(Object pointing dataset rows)
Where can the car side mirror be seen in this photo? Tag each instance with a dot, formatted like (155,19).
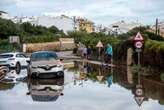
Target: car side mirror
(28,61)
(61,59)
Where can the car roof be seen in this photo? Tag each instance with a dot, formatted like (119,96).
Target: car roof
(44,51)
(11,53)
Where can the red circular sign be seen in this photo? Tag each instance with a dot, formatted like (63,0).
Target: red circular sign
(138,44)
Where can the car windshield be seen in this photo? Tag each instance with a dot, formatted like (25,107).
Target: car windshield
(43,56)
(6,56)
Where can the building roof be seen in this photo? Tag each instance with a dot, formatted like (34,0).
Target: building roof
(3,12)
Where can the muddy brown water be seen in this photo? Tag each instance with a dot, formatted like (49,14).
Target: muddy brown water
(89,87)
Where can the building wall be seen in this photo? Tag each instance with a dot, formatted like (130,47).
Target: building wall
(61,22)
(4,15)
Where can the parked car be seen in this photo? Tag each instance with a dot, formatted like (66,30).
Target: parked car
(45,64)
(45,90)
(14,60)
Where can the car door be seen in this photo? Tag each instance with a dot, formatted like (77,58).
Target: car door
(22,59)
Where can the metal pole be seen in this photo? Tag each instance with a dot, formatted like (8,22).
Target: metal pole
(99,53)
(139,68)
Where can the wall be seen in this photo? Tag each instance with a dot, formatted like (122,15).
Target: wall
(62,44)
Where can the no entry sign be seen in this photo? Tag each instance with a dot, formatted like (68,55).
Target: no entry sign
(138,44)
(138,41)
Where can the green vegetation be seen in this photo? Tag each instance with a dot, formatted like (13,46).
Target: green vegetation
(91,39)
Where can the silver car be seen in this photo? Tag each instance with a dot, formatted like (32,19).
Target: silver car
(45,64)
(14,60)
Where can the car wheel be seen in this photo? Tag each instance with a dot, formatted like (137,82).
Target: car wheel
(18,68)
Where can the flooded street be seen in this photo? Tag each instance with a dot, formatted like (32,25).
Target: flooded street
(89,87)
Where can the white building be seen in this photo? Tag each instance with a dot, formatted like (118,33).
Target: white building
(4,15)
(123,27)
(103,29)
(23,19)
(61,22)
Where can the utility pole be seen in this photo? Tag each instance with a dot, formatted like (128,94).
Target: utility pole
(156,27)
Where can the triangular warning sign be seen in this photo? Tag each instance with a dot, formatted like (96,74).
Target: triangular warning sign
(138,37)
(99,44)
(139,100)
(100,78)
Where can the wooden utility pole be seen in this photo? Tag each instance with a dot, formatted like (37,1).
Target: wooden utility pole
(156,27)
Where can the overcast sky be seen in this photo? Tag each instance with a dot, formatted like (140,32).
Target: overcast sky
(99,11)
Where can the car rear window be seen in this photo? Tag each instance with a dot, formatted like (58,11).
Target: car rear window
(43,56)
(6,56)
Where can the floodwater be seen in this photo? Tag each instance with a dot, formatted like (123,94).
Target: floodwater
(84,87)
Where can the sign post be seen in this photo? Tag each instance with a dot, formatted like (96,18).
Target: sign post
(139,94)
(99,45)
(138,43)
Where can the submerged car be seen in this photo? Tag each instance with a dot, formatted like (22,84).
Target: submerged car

Request
Take the listing above and restate it word for word, without its pictures.

Result for this task
Where can the car side mirror be seen in this photo? Tag each instance with a dot, formatted like (155,19).
Target: car side mirror
(28,61)
(61,59)
Where can the car roof be seen in this photo? Tag each instance with a dot, formatted like (119,96).
Target: car roof
(44,51)
(11,53)
Where can the red circular sign be seen in this photo? Tag each instance with a dot, formatted like (63,0).
Target: red circular sign
(138,44)
Where can the car windshield be seen in this photo? Tag each instance with a dot, formatted like (25,107).
Target: car windshield
(43,56)
(6,56)
Where can the building roof be seen in this photo? Tag each instance with a dot, formatted like (34,0).
Target: building roof
(3,12)
Where can the muddy brown water be seen in this photo? Tag each instance with a dot, formatted like (49,14).
Target: muddy brown water
(89,87)
Where can the building wall be seen in this photo? Tag each instance with a dot, formatted like (130,47).
Target: building wall
(61,22)
(4,15)
Where can the parked car be seen in this photo? Tag each instance with a dot, formatted like (66,30).
Target: parked car
(45,64)
(45,90)
(14,60)
Where can the car door be seen in this photo? Tag each instance with a dot, formatted like (77,58).
Target: car door
(22,59)
Where can the metal pole be seen in this photo? Tag each instance with a dot, formatted like (8,22).
Target: metal pole
(99,53)
(139,68)
Where can the wall be seen in this photo? Tag each instance with a dot, formatted like (122,15).
Target: wall
(62,44)
Where can the no entry sign be seen in this photo? Tag each instance with a dot, formatted like (68,55).
Target: no entry sign
(138,44)
(138,41)
Where can the green vegetation be seen in this photo? Tag each instance with a dot, formatted like (13,46).
Target: green vegetation
(91,39)
Where can the silver car be seen in this photo? Tag each instance with a dot, formatted like (32,19).
Target: silver car
(45,64)
(14,60)
Where can the car wheel be seen in this photo? Tag each instance with a dot, formatted like (137,82).
Target: car wheel
(18,68)
Where can the flooded street be seen in this photo? Tag each instance with a dot, formatted like (32,25).
Target: flooded street
(89,87)
Where can the white building be seen in this photo? Tag each instance with a dot, formatted like (118,33).
Target: white building
(4,15)
(123,27)
(103,29)
(23,19)
(61,22)
Where can the utility pole be seen in this photo? Tag each instance with a dot, formatted like (128,94).
Target: utility pole
(156,27)
Where can the triangular warning sign be seen in this photo? Tag each instance with a dot, formatted like (96,74).
Target: triangular warning sign
(138,37)
(99,44)
(139,100)
(100,78)
Where can the wooden utility pole be seen in this photo? Tag each instance with a dot, formatted like (37,1).
Target: wooden utility pole
(156,27)
Where can the overcast sky be seen in this photo? Tag each instance with a dot, formatted like (140,32).
Target: overcast sky
(99,11)
Where can the car rear window be seen in this photo? Tag each instance with a dot, formatted like (58,11).
Target: car rear window
(43,56)
(6,56)
Where can the floodwater be seen in this photo? Tag each instance with a dot, formatted like (123,94).
Target: floodwater
(84,87)
Where can the sign post be seen in this photo? Tag each instance with a dot, formatted like (96,18).
Target: sign post
(139,94)
(99,45)
(138,43)
Where can the submerged car be seen in this photo? Tag each instance with a dot, formatted like (22,84).
Target: submerged car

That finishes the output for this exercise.